Selected text ::
※

We're definitely going to make the screen larger (a very frequent request!), make the zooming in and out a bit easy, and we'll be porting the program to Adobe's Flash format so that the game can have more animated effects and load up a bit faster than our Java version.
We're targeting late September for the roll out.
If you have any comments about new features you'd like to see in it, this would be a great time to let us know. Please drop us an email at firstname.lastname@example.org.
We're starting to add some informative artist descriptions to our pattern set pages (e.g. Renoir pattern set contents). If you have interest art-related articles, papers, or rantings and ravings, let us know what they are, and we'll consider publishing them on our site.
Also be sure to stop and check out our Segmation Video Gallery where we've compiled a bunch of nicely done YouTube movies relating to painting and fine art. There are a few new categories including Camille Pissarro, Alfred Sisley, John Constable and James McNeill Whistler. You'll definitely get inspired when you watch the "Painting with Food" videos!!
We're always looking for more appealing art pieces for our SegPlay™ online paint by number collection. If you are an aspiring artist and am interested in setting up a free personal category on SegPlay to showcase some of your work in our fun paint by number world, drop us an email email@example.com
We hope you enjoyed reading this newsletter. Please feel free to pass it on to a friend or colleague. If you have any comments or suggestions about this newsletter, please drop us an email to: firstname.lastname@example.org.
-Mark & Beth
Artist Of The Month: Frederic Remington
Master Painter of the American West
Frederic Sackrider Remington (October 4, 1861 - December 26, 1909) was a highly successful painter and illustrator who specialized in scenes of the American West. His images of cowboys, Indians and military scenes were distributed by Harper's Weekly and Collier's, displayed in exhibitions, were popular with Cavalry officers and won him a friendship with the future President Theodore Roosevelt. He became one of the most successful and iconic painters of the Old West.
Remington was born in Canton, New York in 1861. His mother's family had immigrated from Alsace-Lorraine on the Franco-Prussian border and owned a series of hardware stores. His father's family had reached America from England in 1637, and his father himself served as a colonel in the Civil War, and worked as a newspaper editor and postmaster.

※

Information shown ::

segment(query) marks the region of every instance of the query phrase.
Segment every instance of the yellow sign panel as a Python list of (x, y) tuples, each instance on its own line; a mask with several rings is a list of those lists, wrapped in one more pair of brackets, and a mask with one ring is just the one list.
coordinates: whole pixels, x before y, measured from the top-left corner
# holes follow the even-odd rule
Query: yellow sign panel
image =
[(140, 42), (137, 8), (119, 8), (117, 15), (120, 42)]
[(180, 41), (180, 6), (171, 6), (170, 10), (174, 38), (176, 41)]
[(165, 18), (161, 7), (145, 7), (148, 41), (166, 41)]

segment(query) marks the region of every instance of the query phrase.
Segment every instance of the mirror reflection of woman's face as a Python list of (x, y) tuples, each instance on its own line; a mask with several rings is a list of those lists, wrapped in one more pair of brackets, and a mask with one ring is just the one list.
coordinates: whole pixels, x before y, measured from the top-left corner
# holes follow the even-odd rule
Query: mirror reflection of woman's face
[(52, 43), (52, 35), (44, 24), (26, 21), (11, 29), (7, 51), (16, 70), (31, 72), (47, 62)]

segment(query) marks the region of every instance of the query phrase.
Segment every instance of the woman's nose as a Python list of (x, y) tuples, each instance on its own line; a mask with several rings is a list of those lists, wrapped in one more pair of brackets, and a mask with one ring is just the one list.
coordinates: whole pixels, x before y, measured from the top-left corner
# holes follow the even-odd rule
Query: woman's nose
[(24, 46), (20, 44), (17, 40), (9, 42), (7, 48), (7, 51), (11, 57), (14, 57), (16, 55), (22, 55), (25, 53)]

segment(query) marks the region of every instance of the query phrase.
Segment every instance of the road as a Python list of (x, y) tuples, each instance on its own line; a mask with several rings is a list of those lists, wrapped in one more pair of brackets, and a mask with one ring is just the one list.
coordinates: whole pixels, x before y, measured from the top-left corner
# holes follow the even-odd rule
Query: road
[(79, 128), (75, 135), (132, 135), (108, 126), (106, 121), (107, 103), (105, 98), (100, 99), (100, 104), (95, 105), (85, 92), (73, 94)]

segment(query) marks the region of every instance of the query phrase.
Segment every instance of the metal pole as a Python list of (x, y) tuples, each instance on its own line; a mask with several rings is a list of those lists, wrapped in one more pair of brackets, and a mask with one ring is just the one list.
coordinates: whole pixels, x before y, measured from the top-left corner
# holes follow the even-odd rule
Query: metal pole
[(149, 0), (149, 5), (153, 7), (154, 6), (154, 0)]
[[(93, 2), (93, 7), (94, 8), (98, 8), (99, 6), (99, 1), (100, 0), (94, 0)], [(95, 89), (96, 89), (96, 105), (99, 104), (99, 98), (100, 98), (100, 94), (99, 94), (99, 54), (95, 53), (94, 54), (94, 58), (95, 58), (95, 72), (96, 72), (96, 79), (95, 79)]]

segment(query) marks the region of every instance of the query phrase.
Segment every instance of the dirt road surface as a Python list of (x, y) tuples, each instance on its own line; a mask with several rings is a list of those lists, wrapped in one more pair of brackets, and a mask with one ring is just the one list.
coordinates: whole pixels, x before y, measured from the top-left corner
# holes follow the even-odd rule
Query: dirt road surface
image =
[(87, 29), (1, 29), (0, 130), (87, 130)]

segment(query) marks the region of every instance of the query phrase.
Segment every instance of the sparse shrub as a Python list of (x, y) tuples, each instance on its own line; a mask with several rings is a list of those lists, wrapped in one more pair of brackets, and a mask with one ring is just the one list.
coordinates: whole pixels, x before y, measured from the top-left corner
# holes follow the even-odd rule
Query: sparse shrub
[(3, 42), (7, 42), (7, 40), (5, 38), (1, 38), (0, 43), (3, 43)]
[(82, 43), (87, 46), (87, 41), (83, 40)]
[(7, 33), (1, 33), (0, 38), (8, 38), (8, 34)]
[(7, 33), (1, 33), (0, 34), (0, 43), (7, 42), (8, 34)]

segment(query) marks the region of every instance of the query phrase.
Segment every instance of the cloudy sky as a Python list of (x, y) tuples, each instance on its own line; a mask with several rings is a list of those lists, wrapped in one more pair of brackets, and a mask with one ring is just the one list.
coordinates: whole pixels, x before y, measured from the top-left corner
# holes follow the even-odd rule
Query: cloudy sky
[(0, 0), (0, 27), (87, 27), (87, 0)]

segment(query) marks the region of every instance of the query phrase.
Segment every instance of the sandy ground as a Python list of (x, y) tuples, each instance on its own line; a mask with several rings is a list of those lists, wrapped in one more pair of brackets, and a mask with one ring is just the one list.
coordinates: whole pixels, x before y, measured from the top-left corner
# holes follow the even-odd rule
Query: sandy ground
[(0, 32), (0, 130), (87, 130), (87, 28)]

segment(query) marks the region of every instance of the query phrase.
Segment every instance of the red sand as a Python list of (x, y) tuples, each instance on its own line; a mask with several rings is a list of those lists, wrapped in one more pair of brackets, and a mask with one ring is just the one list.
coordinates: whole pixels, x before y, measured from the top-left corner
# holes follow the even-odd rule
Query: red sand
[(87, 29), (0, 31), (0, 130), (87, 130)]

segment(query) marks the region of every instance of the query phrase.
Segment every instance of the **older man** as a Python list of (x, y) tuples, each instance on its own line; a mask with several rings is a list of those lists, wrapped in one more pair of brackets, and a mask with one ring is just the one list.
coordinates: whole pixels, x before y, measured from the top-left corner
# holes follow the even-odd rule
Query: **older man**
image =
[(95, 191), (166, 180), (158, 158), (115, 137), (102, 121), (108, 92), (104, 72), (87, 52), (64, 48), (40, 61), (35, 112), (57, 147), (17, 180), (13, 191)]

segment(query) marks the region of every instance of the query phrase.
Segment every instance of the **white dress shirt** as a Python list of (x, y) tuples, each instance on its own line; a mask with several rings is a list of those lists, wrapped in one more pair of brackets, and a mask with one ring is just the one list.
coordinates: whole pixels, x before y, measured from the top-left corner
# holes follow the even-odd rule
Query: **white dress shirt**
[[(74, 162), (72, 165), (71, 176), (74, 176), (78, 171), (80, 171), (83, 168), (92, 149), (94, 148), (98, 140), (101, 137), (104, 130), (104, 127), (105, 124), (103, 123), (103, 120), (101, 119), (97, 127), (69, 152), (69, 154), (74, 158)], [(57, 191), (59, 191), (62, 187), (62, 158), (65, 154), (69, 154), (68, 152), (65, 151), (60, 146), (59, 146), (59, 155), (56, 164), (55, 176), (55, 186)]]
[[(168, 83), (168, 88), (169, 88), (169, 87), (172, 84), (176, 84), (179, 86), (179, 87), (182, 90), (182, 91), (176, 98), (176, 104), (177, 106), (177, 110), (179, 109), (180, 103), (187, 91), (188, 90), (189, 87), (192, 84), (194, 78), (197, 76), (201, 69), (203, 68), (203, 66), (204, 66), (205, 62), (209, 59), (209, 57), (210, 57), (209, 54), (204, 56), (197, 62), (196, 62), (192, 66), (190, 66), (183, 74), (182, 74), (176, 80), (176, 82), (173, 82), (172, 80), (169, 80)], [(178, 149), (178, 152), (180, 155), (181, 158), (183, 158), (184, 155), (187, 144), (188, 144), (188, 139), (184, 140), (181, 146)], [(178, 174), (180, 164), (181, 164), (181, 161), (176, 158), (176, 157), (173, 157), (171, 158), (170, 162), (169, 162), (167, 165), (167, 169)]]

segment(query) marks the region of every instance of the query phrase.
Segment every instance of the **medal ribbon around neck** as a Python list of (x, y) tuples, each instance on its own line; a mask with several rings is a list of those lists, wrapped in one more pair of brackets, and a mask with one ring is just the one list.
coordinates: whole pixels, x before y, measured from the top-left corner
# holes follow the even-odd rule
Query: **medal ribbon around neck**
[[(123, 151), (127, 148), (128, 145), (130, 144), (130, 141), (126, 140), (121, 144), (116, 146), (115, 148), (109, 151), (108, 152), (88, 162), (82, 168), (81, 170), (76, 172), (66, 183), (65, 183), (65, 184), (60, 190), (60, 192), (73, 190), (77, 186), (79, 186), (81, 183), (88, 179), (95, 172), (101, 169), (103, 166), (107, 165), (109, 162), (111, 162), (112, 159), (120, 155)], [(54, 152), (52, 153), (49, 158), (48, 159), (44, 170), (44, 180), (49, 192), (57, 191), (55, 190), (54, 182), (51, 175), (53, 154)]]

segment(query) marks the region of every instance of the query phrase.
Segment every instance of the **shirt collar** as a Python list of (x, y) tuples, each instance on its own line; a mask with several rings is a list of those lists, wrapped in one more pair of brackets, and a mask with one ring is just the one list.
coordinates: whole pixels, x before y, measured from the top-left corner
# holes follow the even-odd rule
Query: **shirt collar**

※

What is asked ::
Please continue the newsletter's profile of Frederic Remington from where it stops.

Result ::
Remington, however, was not the best student as a child. He enjoyed outdoor sports such as hunting, riding and camping, but his math was too poor to attend West Point, a disappointment for his father. Nonetheless, when Remington was 11, the family moved to Ogdensburg, New York, and Remington attended Vermont Episcopal Institute, a church-run military school. He took his first drawing lessons there before transferring to another military school where he developed an ambition to become a journalist, doing art for pleasure. He eventually studied at Yale's art school, the only man in the freshman class.
Even at college though, Remington found himself drawn more towards football and boxing than still life and formal art training. His first published illustration appeared in the student newspaper, Yale Courant, and depicted a bandaged football player. In 1879, Remington stopped studying to look after his sick father, who died a year later. There then followed several years in which he burned through his inheritance in youthful Western adventures. At the age of nineteen, Remington traveled to Montana to look into buying a cattle operation, or a mining interest. He did neither but he did get to see the prairies, the buffalo and battles between the U.S. Cavalry and Native Americans. Harper's Weekly gave him his first commercial publication, printing a sketch that he had submitted.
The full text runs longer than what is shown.